THE TASK: Rewrite the stretch from "Indicate each instance of the caterpillar head" through "[(232, 368)]", putting "larva head" in place of "caterpillar head" and changing nothing else.

RECORD SET:

○ ○ ○

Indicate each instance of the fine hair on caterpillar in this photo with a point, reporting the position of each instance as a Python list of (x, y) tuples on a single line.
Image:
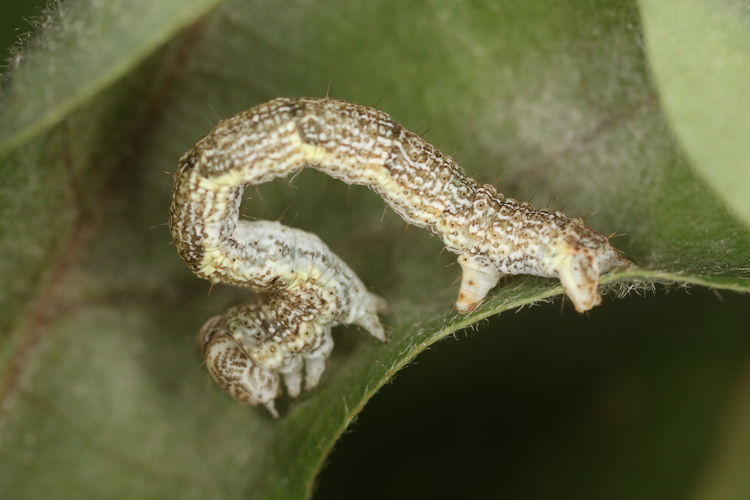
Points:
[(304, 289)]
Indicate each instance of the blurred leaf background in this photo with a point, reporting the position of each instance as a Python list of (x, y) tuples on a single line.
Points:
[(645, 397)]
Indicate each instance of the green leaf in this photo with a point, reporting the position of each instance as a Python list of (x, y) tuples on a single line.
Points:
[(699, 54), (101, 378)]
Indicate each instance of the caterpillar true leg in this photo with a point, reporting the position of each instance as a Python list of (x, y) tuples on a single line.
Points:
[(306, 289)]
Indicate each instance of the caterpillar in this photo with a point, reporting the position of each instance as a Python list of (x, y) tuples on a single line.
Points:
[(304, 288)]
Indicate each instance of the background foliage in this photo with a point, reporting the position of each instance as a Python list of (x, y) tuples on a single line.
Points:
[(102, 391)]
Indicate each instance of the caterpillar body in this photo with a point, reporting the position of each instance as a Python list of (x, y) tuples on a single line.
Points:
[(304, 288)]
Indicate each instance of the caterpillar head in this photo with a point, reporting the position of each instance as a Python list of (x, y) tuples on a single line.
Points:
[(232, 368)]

○ ○ ○

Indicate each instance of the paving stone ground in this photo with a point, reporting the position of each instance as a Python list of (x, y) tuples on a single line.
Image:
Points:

○ ○ ○

ANSWER:
Indicate each instance of the larva head in this photo with a point, reporting the position of each instance as a Python list of (x, y) tuples on a single line.
Points:
[(232, 368)]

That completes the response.